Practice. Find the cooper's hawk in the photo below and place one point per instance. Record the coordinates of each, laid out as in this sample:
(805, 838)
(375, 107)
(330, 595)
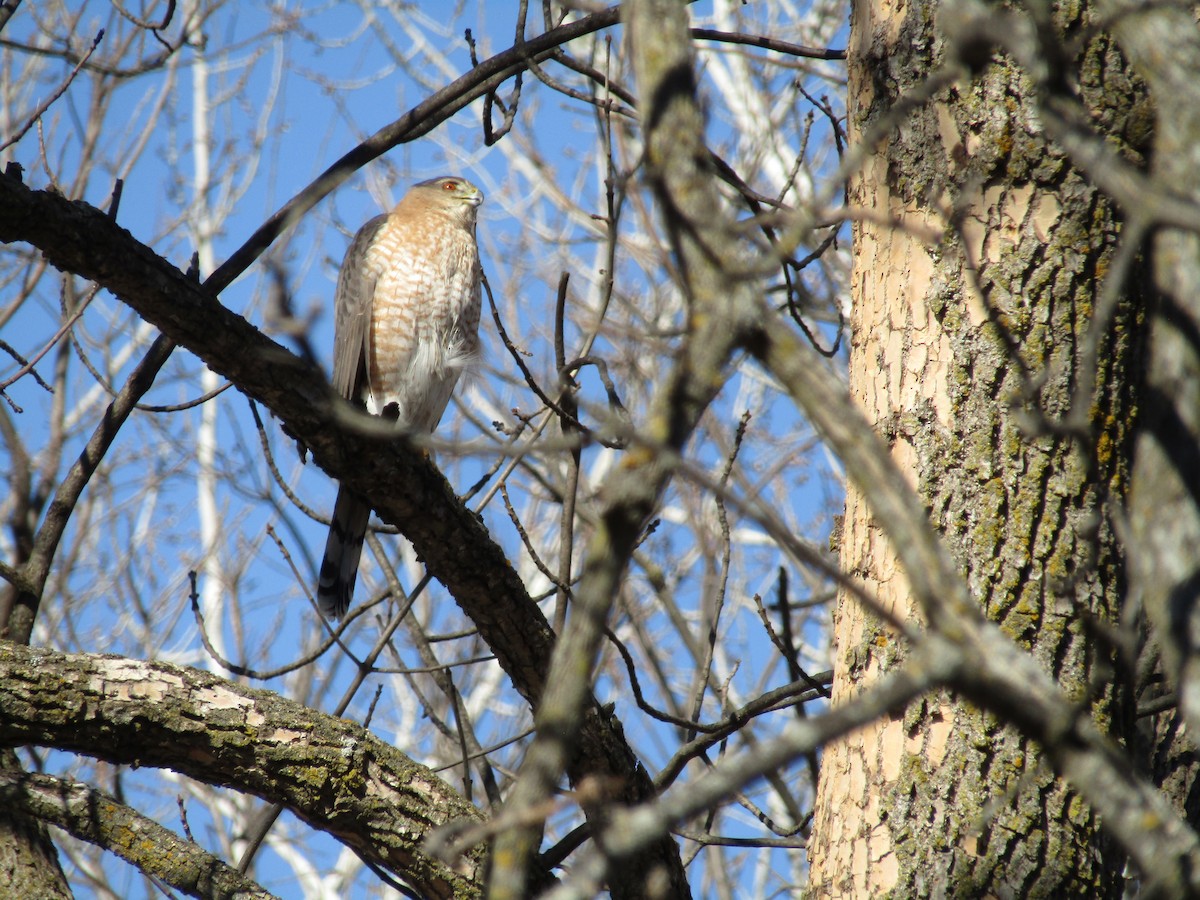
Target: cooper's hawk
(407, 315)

————————

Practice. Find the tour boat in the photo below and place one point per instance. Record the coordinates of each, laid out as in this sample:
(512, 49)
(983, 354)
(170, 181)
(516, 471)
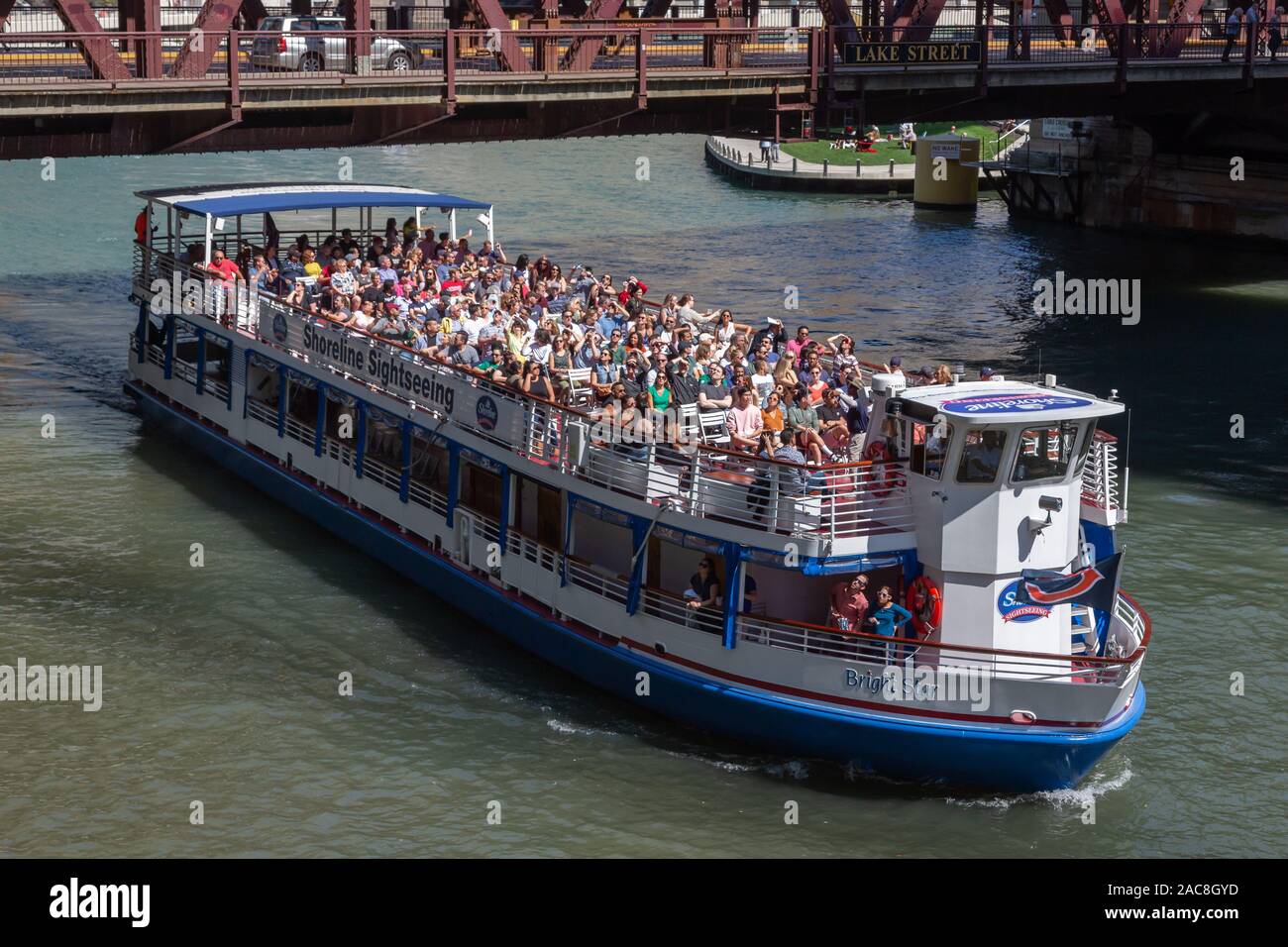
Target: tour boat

————————

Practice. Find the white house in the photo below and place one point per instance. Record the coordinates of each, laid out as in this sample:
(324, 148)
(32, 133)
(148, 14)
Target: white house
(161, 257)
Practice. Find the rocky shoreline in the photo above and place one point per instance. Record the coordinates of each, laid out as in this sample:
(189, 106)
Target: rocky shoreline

————————

Description of the task: Find the word "boat" in the entries, then copy out every line that has it.

Solution for this task:
Practice. Find the tour boat in the photo below and place one point per instance. Record the coordinates of each, laid out as in this sample:
Target: tour boat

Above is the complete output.